* SECCIÓN DEL DOCUMENTO *
::::::::

Algo que hemos repetido con profunda convicción es que la escuela, la familia y el barrio, eran los lugares donde los niños, niñas y adolescentes respiraban seguridad, mensaje que se nos va mostrando paulatinamente como un eco a la distancia. Lo que antes fue un refugio, se está transformando en una frontera, permeable, con una línea frágil entre la vida cotidiana y la amenaza. Hemos visto cómo la violencia intrafamiliar coloniza nuevas familias con mayor letalidad; los homicidios que nos estremecen ya no ocurren solo entre adultos y nos preocupa -por el contrario- que en pocos años se han duplicado los homicidios de niños y adolescentes y sólo, en el último semestre, la violencia contra la niñez creció un 58%. Hoy la bala perdida dejó de ser un azar remoto para convertirse en una sombra que atraviesa patios, pasillos y hasta la casa, porque el poder de fuego traspasa los límites de cualquier enfrentamiento, y un viaje inocente en un furgón escolar puede ser el último destino de un niño ante una fuga criminal.

::::::::

* DATOS ALMACENADOS *
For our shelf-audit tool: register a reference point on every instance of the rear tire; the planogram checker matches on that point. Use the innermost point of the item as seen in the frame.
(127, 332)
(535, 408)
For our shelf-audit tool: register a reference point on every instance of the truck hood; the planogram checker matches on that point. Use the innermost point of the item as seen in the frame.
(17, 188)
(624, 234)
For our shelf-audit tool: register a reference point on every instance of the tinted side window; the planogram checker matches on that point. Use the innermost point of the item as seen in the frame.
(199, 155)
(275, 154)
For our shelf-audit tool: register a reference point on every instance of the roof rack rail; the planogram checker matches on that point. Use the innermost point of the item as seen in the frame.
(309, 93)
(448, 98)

::::::::

* POR HACER *
Contesta según el texto sobre la violencia contra la niñez:
(a) ¿Qué tres lugares se mencionan como aquellos donde los niños, niñas y adolescentes respiraban seguridad?
(b) ¿Qué se ha duplicado en pocos años?
(c) ¿En qué porcentaje creció la violencia contra la niñez en el último semestre?
Responde basándote únicamente en el texto, no en el material.

* RESPUESTA *
(a) La escuela, la familia y el barrio.
(b) Los homicidios de niños y adolescentes.
(c) Un 58%.